Location labeling records
* * * *
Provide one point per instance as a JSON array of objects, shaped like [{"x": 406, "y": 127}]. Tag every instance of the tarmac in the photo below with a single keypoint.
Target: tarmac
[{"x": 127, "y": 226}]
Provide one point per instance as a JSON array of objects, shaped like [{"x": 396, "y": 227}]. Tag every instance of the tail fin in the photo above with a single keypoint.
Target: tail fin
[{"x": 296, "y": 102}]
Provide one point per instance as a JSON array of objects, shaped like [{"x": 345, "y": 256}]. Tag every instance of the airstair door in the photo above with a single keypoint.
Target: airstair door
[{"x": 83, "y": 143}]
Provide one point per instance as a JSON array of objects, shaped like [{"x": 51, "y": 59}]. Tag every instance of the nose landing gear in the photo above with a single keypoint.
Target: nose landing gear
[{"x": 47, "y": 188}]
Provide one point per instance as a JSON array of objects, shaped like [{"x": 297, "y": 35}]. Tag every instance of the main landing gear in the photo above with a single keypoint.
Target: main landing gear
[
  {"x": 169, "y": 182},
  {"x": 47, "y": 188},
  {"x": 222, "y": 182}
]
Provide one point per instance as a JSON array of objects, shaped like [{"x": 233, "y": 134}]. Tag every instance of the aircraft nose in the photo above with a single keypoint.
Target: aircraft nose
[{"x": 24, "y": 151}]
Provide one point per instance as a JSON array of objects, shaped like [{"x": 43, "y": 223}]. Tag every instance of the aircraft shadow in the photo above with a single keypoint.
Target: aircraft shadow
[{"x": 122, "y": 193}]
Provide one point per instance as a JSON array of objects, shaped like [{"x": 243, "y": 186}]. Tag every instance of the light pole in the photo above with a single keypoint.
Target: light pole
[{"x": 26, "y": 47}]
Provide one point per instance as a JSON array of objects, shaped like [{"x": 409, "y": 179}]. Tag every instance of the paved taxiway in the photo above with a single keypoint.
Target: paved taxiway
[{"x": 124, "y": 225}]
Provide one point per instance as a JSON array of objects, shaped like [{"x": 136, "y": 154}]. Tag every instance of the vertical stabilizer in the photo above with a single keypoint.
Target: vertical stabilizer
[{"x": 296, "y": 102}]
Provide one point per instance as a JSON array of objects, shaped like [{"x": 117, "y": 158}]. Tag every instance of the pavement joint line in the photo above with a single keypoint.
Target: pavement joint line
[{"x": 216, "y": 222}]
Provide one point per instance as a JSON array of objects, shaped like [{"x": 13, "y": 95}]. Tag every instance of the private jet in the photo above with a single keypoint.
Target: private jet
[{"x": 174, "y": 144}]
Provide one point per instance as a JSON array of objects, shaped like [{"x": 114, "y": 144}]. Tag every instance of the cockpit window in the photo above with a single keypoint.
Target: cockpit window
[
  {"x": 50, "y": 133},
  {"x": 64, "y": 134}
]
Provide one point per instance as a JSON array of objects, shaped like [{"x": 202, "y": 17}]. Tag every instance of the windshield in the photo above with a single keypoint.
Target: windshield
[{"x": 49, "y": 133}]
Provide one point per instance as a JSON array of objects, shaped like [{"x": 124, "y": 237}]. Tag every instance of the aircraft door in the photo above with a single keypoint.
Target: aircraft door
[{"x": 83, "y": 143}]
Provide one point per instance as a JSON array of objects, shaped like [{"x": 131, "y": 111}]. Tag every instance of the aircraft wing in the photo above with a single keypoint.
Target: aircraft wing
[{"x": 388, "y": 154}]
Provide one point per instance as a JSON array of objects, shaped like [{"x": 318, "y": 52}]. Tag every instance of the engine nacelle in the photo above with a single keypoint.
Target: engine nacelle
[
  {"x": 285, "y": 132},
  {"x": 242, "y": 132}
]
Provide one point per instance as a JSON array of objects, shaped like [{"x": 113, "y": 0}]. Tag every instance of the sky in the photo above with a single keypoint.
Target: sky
* * * *
Exactly and only the lines from the line containing "of the pavement" through the last line of the entries should be copied, both ends included.

Provide one point per instance as a JSON array of objects, shaped like [{"x": 117, "y": 158}]. Tag every instance of the pavement joint line in the photo above with a single keypoint.
Target: pavement joint line
[{"x": 216, "y": 222}]
Provide one point per instance as a JSON array of objects, shaped like [{"x": 13, "y": 95}]. Tag every instance of the private jet in the photo above with a single keypoint.
Target: private jet
[{"x": 174, "y": 144}]
Provide one point per instance as a JSON array of objects, shaped like [{"x": 114, "y": 144}]. Tag every instance of the cockpit window in the photo above with a single keypoint.
Target: cockpit window
[
  {"x": 50, "y": 133},
  {"x": 64, "y": 134}
]
Provide one point per instance as a JSON array of objects, shaped like [{"x": 202, "y": 17}]. Tag every instance of the windshield in the photo above with a single keypoint.
Target: windshield
[{"x": 49, "y": 133}]
Provide one point per instance as a JSON array of objects, shaped like [{"x": 124, "y": 237}]. Tag every instance of the aircraft door in the photo above with a single keypoint.
Target: aircraft door
[{"x": 83, "y": 143}]
Provide one point per instance as a JSON array of objects, shaped like [{"x": 131, "y": 111}]. Tag every instance of the aircraft wing in the photo above with a single keypoint.
Target: aircraft wing
[{"x": 388, "y": 154}]
Provide one point per instance as a JSON array of objects, shaped like [{"x": 318, "y": 52}]. Tag every instance of the engine nacelle in the photo above with a single keypoint.
Target: engine nacelle
[
  {"x": 285, "y": 132},
  {"x": 242, "y": 132}
]
Provide one point per instance as a JSON array of objects, shaped like [{"x": 113, "y": 0}]. Tag every instance of the sky in the photo above with a single keypoint.
Target: sky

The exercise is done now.